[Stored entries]
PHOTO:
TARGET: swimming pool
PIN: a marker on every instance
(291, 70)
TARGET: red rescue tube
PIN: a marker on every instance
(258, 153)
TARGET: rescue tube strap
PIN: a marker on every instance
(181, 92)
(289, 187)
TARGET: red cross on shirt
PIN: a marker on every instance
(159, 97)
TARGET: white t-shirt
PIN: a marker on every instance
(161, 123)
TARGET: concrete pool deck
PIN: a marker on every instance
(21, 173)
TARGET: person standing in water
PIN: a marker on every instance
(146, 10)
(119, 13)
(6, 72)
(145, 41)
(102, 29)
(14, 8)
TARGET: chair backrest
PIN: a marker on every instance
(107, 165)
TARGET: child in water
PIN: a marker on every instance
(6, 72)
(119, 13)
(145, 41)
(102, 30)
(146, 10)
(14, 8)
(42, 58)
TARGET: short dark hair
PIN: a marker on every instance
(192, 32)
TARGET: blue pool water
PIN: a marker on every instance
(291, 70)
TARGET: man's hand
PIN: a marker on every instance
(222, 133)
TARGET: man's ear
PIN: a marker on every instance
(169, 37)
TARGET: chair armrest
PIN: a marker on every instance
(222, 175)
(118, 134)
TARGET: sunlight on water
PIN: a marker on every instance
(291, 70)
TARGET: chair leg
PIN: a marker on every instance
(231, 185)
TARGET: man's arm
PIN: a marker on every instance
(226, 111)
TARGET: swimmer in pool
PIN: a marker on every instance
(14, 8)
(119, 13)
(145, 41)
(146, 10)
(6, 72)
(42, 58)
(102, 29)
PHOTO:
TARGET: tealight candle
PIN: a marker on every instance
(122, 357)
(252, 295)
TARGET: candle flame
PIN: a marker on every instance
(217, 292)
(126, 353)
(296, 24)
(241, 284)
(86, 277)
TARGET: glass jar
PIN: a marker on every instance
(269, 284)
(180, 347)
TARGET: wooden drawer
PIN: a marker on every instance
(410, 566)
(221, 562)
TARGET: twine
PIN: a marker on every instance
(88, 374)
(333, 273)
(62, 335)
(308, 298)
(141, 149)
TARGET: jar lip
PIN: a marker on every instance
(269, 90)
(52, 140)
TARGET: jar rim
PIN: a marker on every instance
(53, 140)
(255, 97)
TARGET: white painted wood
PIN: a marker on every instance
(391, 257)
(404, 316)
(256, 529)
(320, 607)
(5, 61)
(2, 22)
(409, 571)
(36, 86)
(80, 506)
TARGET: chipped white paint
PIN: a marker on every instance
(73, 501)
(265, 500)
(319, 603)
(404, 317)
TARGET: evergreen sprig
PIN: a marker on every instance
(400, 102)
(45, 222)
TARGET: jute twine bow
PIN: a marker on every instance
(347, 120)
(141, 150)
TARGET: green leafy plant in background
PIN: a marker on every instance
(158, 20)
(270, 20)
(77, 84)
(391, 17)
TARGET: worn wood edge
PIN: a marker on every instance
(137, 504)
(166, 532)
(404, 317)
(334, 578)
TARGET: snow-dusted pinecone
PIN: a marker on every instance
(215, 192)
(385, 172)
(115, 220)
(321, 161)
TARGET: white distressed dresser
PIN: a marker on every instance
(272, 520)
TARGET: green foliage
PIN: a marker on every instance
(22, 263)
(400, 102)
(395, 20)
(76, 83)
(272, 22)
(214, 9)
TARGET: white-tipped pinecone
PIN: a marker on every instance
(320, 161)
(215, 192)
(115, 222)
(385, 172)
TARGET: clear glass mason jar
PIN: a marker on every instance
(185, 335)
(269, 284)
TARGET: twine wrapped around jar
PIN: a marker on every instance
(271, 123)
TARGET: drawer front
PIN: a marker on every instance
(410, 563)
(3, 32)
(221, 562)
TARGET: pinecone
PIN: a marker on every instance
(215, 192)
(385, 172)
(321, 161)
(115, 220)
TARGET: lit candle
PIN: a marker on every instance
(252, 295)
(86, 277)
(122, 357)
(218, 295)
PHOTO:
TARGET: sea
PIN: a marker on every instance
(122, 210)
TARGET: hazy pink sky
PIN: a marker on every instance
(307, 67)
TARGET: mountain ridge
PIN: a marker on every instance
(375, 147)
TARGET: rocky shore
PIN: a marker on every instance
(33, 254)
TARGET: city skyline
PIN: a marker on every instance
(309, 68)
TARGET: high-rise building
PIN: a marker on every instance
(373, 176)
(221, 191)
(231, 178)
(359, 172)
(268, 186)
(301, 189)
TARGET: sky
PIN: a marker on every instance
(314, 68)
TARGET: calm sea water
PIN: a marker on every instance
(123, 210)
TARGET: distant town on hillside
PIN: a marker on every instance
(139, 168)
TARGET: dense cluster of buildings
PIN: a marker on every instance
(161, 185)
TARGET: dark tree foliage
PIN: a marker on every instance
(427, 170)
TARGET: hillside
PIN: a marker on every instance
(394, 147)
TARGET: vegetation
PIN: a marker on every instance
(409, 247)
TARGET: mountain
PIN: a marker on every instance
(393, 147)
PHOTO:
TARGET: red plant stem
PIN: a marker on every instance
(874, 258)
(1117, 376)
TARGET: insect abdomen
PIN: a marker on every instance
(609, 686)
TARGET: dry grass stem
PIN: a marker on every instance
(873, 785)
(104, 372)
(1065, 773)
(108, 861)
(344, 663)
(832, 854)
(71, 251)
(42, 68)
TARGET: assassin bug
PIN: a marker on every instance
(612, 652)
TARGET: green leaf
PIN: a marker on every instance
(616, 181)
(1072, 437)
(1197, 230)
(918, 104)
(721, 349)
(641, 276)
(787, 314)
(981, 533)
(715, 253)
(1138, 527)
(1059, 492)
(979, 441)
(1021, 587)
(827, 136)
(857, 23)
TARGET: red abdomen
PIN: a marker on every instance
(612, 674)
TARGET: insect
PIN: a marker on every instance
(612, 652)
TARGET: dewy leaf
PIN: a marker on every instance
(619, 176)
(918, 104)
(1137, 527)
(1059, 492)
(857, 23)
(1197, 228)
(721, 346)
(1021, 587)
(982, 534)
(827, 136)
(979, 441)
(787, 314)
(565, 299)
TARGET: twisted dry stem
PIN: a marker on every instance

| What is required |
Transcribe all of the material exactly. Omit nothing.

| Written answer |
PHOTO:
TARGET: swimming pool
PIN: a marker on every instance
(291, 70)
TARGET: red rescue tube
PIN: a marker on every instance
(258, 153)
TARGET: rescue tube strap
PIN: a marker on every instance
(181, 92)
(289, 187)
TARGET: red cross on shirt
PIN: a marker on every instance
(159, 97)
TARGET: white t-shirt
PIN: a marker on every instance
(161, 123)
TARGET: concrete pool deck
PIN: a marker on every instance
(21, 173)
TARGET: person standing in water
PIN: a marker on every instance
(146, 10)
(119, 13)
(6, 72)
(145, 41)
(102, 29)
(14, 8)
TARGET: chair backrest
PIN: a marker on every instance
(107, 165)
TARGET: child in water
PIN: a marker on every instance
(6, 72)
(119, 13)
(145, 41)
(102, 30)
(146, 10)
(14, 8)
(42, 58)
TARGET: short dark hair
PIN: a marker on every instance
(192, 32)
TARGET: blue pool water
PIN: a marker on every instance
(291, 70)
TARGET: man's hand
PIN: a marker on every instance
(222, 133)
TARGET: man's ear
PIN: a marker on every instance
(169, 37)
TARGET: chair armrest
PIN: a marker on every instance
(222, 175)
(118, 134)
TARGET: sunlight on water
PIN: a marker on every instance
(291, 70)
TARGET: chair leg
PIN: a marker on every instance
(231, 185)
TARGET: man's arm
PIN: a marker on every instance
(226, 111)
TARGET: swimmer in pool
PIN: a marker on every instance
(14, 8)
(119, 13)
(145, 41)
(146, 10)
(6, 72)
(42, 58)
(102, 29)
PHOTO:
TARGET: tealight candle
PIN: a marker on every instance
(122, 357)
(252, 295)
TARGET: candle flame
PIN: a marker on every instance
(217, 292)
(126, 353)
(296, 24)
(241, 284)
(86, 277)
TARGET: glass jar
PIN: a marker on every instance
(269, 284)
(180, 347)
TARGET: wooden drawer
PIN: a marker on every instance
(410, 566)
(221, 562)
TARGET: twine
PIN: a marker on every instance
(88, 374)
(333, 273)
(62, 335)
(308, 298)
(141, 149)
TARGET: jar lip
PIN: a marker on every instance
(269, 90)
(52, 140)
TARGET: jar rim
PIN: a marker on every instance
(53, 140)
(255, 97)
TARGET: white painted wood
PIN: a marker on every instance
(391, 257)
(404, 316)
(256, 529)
(320, 607)
(5, 61)
(2, 22)
(409, 571)
(36, 86)
(80, 506)
TARGET: chipped white paint
PIN: a marker on every instance
(73, 501)
(265, 500)
(319, 603)
(404, 317)
TARGET: evergreen sprig
PIN: a marker on every instance
(400, 102)
(45, 222)
TARGET: jute twine bow
PIN: a marker on every instance
(347, 120)
(141, 150)
TARGET: green leafy plant in background
PIN: a marker on every instance
(158, 20)
(270, 20)
(77, 84)
(391, 17)
TARGET: worn wood edge
PIN: a marker on every instance
(137, 504)
(166, 532)
(404, 317)
(334, 578)
TARGET: snow-dusted pinecone
PIN: a marker on every instance
(215, 192)
(385, 172)
(115, 220)
(321, 161)
TARGET: white distressed dresser
PIN: a marker on every instance
(272, 520)
TARGET: green foliage
PIN: a marker on every instance
(22, 263)
(400, 102)
(395, 20)
(76, 83)
(272, 22)
(214, 9)
TARGET: white-tipped pinecone
PIN: a marker on every instance
(320, 161)
(215, 192)
(115, 222)
(385, 172)
TARGET: clear glass mason jar
PIN: a marker on every instance
(185, 335)
(269, 284)
TARGET: twine wrapped around jar
PIN: a marker on every instance
(271, 123)
TARGET: drawer front
PIN: a marker on every instance
(410, 563)
(3, 32)
(221, 562)
TARGET: pinecone
PIN: a marker on every instance
(215, 192)
(385, 172)
(321, 161)
(115, 220)
TARGET: lit candle
PIN: a marker on every instance
(252, 295)
(86, 277)
(122, 357)
(218, 295)
PHOTO:
TARGET: sea
PIN: a marker on every instance
(122, 210)
TARGET: hazy pink sky
PIN: a marker on every instance
(307, 67)
TARGET: mountain ridge
PIN: a marker on every instance
(375, 147)
TARGET: rocky shore
PIN: a marker on every instance
(33, 254)
TARGET: city skyline
PIN: a marker on every instance
(309, 68)
TARGET: high-rise building
PIN: a marker on every instance
(373, 176)
(221, 191)
(231, 178)
(359, 172)
(268, 186)
(301, 189)
TARGET: sky
PIN: a marker on every instance
(314, 68)
TARGET: calm sea water
PIN: a marker on every instance
(123, 210)
TARGET: distant town on hillside
PIN: a marker on every instance
(139, 168)
TARGET: dense cluster of buildings
PIN: a marker on every instance
(161, 185)
TARGET: dark tree foliage
PIN: a marker on every instance
(427, 170)
TARGET: hillside
PIN: a marker on every instance
(394, 147)
TARGET: vegetation
PIN: a marker on every instance
(409, 247)
TARGET: mountain
PIN: a marker on every instance
(393, 147)
PHOTO:
TARGET: red plant stem
PIN: a marker on every instance
(874, 258)
(1117, 376)
TARGET: insect abdomen
PIN: a marker on every instance
(609, 686)
TARGET: dry grass stem
PIN: a marker on every instance
(873, 785)
(104, 372)
(1065, 773)
(108, 861)
(344, 663)
(832, 854)
(71, 251)
(42, 68)
TARGET: assassin bug
PIN: a marker on every instance
(612, 652)
TARGET: green leaf
PIN: a marker on every instance
(616, 181)
(1072, 437)
(1197, 230)
(918, 104)
(721, 349)
(641, 276)
(787, 314)
(981, 533)
(715, 253)
(1138, 527)
(1059, 492)
(979, 441)
(1021, 587)
(827, 136)
(857, 23)
TARGET: red abdomen
PIN: a marker on every instance
(612, 674)
TARGET: insect
PIN: a marker on every instance
(612, 652)
TARGET: dewy leaf
PIN: a marker on every instance
(619, 176)
(918, 104)
(1137, 527)
(1059, 492)
(857, 23)
(1197, 228)
(721, 346)
(1021, 587)
(982, 534)
(827, 136)
(979, 441)
(787, 314)
(565, 299)
TARGET: twisted dry stem
PIN: a marker on every instance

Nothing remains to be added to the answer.